AUSZUG AUS QUELLE:
----------

Dienstleistungswüste Deutschland

- und das ist gut so!

Zugegeben, es ist schon eine Weile her, dass ich das letzte mal in Deutschland eingekauft habe. Daher konnte ich nicht einer verlängerten Teuro-Kaufblockade anschliessen, denn ich ziehe viel zu viel Nutzen aus der starken Währung. Ich bin seit ein paar Monaten in Asien unterwegs, um etwas über den Teil der Welt zu erfahren, aus dem viele unserer günstigen Rohstoffe, Elektroartikel und Klamotten stammen. Bei unserem Studium kann man ganz schnell vergessen, dass hinter all den Maximierungen Dinge stehen, die über Zahlen und griechische Buchstaben weit hinausgehen.

Ich erinnere mich noch ganz genau an die letzten Besorgungen für meine Reise - es war Deutschland zum Abgewöhnen pur. Sinnlos hier Beispiele zu bringen, ich denke, jeder hat seine eigenen Erfahrungen mit übel gelaunten Angestellten gemacht, bei denen selbst ärztlich verordnetes sechs Stunden tägliches Ego-Shooter-Spielen nicht ausreichen würde, um den Frust abzubauen. Hin und wieder gibt es Ausnahmen: Ausrutscher im alltäglichen Kampf mit der Angst „Achtung! Gefahr! Kunde droht mit Auftrag!“ (das wissen wir alle spätestens seit Statistik). Doch was habe ich von dieser potentiellen Chance, wenn ein Sechser mit Zusatzzahl wahrscheinlicher ist?

Ganz anders werdet ihr vermutlich euren letzten Auslandsurlaub in Erinnerung haben. Im Supermarkt humanoide Tütenpackmaschinen, die sogar lächeln können, sowie viele gut durchdachte Kleinigkeiten mehr - in Amerika und Teilen Europas keine Seltenheit.

Allerdings noch extremer ist es in den Schwellenländern. Angestellte von billigen Restaurants, die jeden Kunden mit einer Verbeugung Willkommen heißen und verabschieden, sind da noch die harmlose Variante. Nicht immer kommt man so glimpflich davon. Die Grenze zwischen Betteln und Verkaufen verläuft fließend. Verkäufer, die auf die Knie fallen, nur um einen 10-Cent-Drink an den Mann zu bringen, nagen an mir. Die Selbstaufgabe aller Würde - Tag für Tag.

----------

GEGEBENE EINTRÄGE:
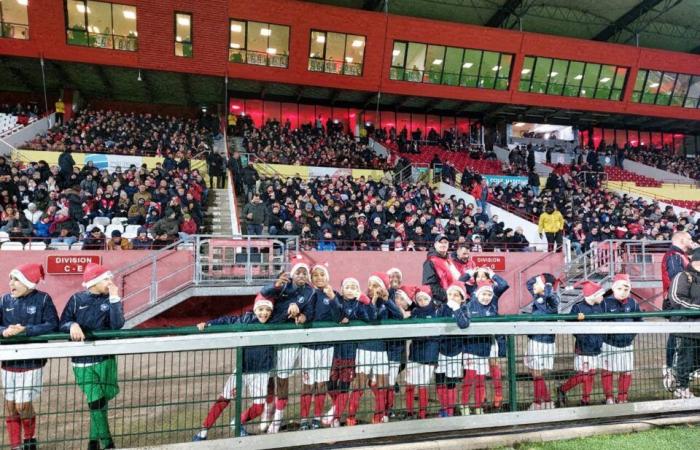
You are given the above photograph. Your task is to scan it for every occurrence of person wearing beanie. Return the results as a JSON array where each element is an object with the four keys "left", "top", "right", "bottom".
[
  {"left": 435, "top": 281, "right": 469, "bottom": 417},
  {"left": 600, "top": 273, "right": 642, "bottom": 405},
  {"left": 328, "top": 278, "right": 377, "bottom": 427},
  {"left": 461, "top": 280, "right": 502, "bottom": 416},
  {"left": 260, "top": 256, "right": 314, "bottom": 433},
  {"left": 557, "top": 280, "right": 605, "bottom": 408},
  {"left": 0, "top": 264, "right": 58, "bottom": 450},
  {"left": 463, "top": 267, "right": 510, "bottom": 408},
  {"left": 59, "top": 263, "right": 124, "bottom": 450},
  {"left": 669, "top": 248, "right": 700, "bottom": 399},
  {"left": 406, "top": 286, "right": 469, "bottom": 419},
  {"left": 192, "top": 294, "right": 275, "bottom": 441},
  {"left": 299, "top": 264, "right": 342, "bottom": 430},
  {"left": 523, "top": 273, "right": 559, "bottom": 409}
]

----------

ZU ERLEDIGENDE AUFGABEN:
a) Beantworten Sie diese Fragen zum Text über die Dienstleistungswüste Deutschland:
(i) Seit wann ist die schreibende Person in Asien unterwegs?
(ii) Wo sind Tütenpackmaschinen im Supermarkt, die lächeln können, laut Text keine Seltenheit?
(iii) Wie viel kostet der Drink, für den Verkäufer sogar auf die Knie fallen?
b) Schreiben Sie aus dem Text über die Dienstleistungswüste Deutschland den Teil von „Ich erinnere mich“ bis „Europas keine Seltenheit.“ wortgetreu ab.
c) Zählen Sie alle Dinge auf, die laut dem Text über die Dienstleistungswüste Deutschland aus dem Teil der Welt stammen, in dem die schreibende Person gerade unterwegs ist.

LÖSUNGEN JE AUFGABE:
a)
(i) Seit ein paar Monaten.
(ii) In Amerika und Teilen Europas.
(iii) 10 Cent.

b)
Ich erinnere mich noch ganz genau an die letzten Besorgungen für meine Reise - es war Deutschland zum Abgewöhnen pur. Sinnlos hier Beispiele zu bringen, ich denke, jeder hat seine eigenen Erfahrungen mit übel gelaunten Angestellten gemacht, bei denen selbst ärztlich verordnetes sechs Stunden tägliches Ego-Shooter-Spielen nicht ausreichen würde, um den Frust abzubauen. Hin und wieder gibt es Ausnahmen: Ausrutscher im alltäglichen Kampf mit der Angst „Achtung! Gefahr! Kunde droht mit Auftrag!“ (das wissen wir alle spätestens seit Statistik). Doch was habe ich von dieser potentiellen Chance, wenn ein Sechser mit Zusatzzahl wahrscheinlicher ist?

Ganz anders werdet ihr vermutlich euren letzten Auslandsurlaub in Erinnerung haben. Im Supermarkt humanoide Tütenpackmaschinen, die sogar lächeln können, sowie viele gut durchdachte Kleinigkeiten mehr - in Amerika und Teilen Europas keine Seltenheit.

c) Günstige Rohstoffe, Elektroartikel, Klamotten